**ПРИВЕДЁННЫЙ ОТРЫВОК**
※

Двадцать второго февраля 1917 года по старому стилю выпало на среду. Морозное утро, минус двенадцать, ветер с Финского залива. В Александровском дворце Царского Села стояла та особая больничная тишина, которую нарушал только приглушённый кашель из детских комнат. Цесаревич Алексей и великие княжны лежали с корью. Температура у тринадцатилетнего мальчика поднималась каждую ночь, и Александра Фёдоровна почти не спала, дежуря у его кровати.

Николай зашёл проведать сына утром. Потрогал лоб ладонью, задержал руку на секунду дольше, чем требовалось. Алексей улыбнулся. Отец улыбнулся в ответ, вышел и тихо прикрыл за собой дверь.

В тот день император должен был выехать в Ставку, в Могилёв. Семьсот вёрст от Петрограда. Семьсот вёрст от жены и больных детей. Шла война, Николай был Верховным главнокомандующим, и его место по протоколу находилось при штабе. С 1915 года, когда он принял на себя командование армией, Могилёв стал для него вторым домом. Точнее, первым: в Ставке он проводил времени больше, чем с семьёй. Это решение тоже оказалось ошибкой, но тогда, в пятнадцатом, он так не считал.

Александра провожала мужа на перроне. Было ветрено. Она куталась в меховой воротник и говорила быстро, отрывисто, так было всегда, когда она нервничала.

«Ники, не задерживайся. Маленькому совсем худо», сказала она об Алексее.
«Я вернусь, как только смогу», ответил он.

Поцеловал её в лоб. Сел в вагон. Махнул рукой из окна.

Что он знал в тот момент?

Многое. Министр внутренних дел Протопопов ещё в январе докладывал о нарастающем брожении в столице. Рабочие волновались из-за перебоев с хлебом. Очереди у булочных стояли с четырёх утра, и люди в этих очередях были злы, голодны, напуганы. Дворцовый комендант Воейков передавал сводки охранного отделения: в городе неспокойно, настроения тревожные, революционные кружки активизировались. А думские деятели открыто обсуждали «перемены», и слово «перемены» в феврале семнадцатого означало одно: переворот.

※

**ИСХОДНЫЕ ДАННЫЕ**
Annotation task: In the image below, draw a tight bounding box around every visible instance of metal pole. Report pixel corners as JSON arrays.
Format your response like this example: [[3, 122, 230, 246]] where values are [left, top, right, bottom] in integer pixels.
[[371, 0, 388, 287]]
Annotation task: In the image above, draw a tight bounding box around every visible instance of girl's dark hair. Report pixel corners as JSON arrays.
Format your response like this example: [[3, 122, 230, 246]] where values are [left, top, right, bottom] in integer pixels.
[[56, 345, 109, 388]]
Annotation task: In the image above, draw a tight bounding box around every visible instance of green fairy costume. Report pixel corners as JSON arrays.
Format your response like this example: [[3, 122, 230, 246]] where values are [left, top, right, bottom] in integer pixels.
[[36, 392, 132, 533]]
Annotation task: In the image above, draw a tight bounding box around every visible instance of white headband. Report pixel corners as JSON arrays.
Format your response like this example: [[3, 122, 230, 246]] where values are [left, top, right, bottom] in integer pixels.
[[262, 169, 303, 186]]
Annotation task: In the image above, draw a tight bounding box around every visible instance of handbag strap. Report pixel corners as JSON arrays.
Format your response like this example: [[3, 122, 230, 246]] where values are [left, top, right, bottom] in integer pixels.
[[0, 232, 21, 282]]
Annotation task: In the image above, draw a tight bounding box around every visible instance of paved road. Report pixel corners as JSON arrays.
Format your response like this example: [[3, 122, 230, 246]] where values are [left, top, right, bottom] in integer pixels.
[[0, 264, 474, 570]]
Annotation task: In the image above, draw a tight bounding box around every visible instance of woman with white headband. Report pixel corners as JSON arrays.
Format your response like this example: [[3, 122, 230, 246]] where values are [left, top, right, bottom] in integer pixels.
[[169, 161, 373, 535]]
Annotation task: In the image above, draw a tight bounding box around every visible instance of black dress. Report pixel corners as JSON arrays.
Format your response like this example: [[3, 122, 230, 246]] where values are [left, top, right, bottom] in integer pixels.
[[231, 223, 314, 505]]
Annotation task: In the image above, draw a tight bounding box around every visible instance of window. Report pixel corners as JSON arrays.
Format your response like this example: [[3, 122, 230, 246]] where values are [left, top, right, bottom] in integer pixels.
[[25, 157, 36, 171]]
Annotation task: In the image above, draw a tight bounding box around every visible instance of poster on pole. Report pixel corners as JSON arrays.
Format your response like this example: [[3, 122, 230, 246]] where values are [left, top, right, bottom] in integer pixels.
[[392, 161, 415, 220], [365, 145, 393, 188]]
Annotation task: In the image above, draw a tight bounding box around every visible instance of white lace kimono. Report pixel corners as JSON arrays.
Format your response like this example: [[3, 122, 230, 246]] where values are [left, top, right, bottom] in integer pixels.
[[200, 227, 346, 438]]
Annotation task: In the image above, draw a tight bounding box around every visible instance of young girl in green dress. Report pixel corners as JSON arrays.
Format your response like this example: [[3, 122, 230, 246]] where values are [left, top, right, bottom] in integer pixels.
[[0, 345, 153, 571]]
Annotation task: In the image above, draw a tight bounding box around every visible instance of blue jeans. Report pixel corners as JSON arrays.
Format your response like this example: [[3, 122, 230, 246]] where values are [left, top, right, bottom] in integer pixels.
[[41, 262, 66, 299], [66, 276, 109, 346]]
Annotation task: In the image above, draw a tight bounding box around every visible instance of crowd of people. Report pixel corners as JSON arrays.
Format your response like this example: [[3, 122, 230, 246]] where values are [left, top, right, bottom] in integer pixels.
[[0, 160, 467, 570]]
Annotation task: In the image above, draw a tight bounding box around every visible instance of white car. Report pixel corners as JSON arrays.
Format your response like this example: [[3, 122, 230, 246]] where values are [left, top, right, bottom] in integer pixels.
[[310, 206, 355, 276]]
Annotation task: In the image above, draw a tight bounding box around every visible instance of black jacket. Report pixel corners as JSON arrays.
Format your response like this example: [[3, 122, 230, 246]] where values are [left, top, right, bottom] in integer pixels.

※

**СУТЬ ЗАДАНИЯ**
Выведите целиком, слово в слово, отрывок об отъезде Николая в Ставку в феврале 1917 года.

**ОЖИДАЕМЫЙ ОТВЕТ**
Двадцать второго февраля 1917 года по старому стилю выпало на среду. Морозное утро, минус двенадцать, ветер с Финского залива. В Александровском дворце Царского Села стояла та особая больничная тишина, которую нарушал только приглушённый кашель из детских комнат. Цесаревич Алексей и великие княжны лежали с корью. Температура у тринадцатилетнего мальчика поднималась каждую ночь, и Александра Фёдоровна почти не спала, дежуря у его кровати.

Николай зашёл проведать сына утром. Потрогал лоб ладонью, задержал руку на секунду дольше, чем требовалось. Алексей улыбнулся. Отец улыбнулся в ответ, вышел и тихо прикрыл за собой дверь.

В тот день император должен был выехать в Ставку, в Могилёв. Семьсот вёрст от Петрограда. Семьсот вёрст от жены и больных детей. Шла война, Николай был Верховным главнокомандующим, и его место по протоколу находилось при штабе. С 1915 года, когда он принял на себя командование армией, Могилёв стал для него вторым домом. Точнее, первым: в Ставке он проводил времени больше, чем с семьёй. Это решение тоже оказалось ошибкой, но тогда, в пятнадцатом, он так не считал.

Александра провожала мужа на перроне. Было ветрено. Она куталась в меховой воротник и говорила быстро, отрывисто, так было всегда, когда она нервничала.

«Ники, не задерживайся. Маленькому совсем худо», сказала она об Алексее.
«Я вернусь, как только смогу», ответил он.

Поцеловал её в лоб. Сел в вагон. Махнул рукой из окна.

Что он знал в тот момент?

Многое. Министр внутренних дел Протопопов ещё в январе докладывал о нарастающем брожении в столице. Рабочие волновались из-за перебоев с хлебом. Очереди у булочных стояли с четырёх утра, и люди в этих очередях были злы, голодны, напуганы. Дворцовый комендант Воейков передавал сводки охранного отделения: в городе неспокойно, настроения тревожные, революционные кружки активизировались. А думские деятели открыто обсуждали «перемены», и слово «перемены» в феврале семнадцатого означало одно: переворот.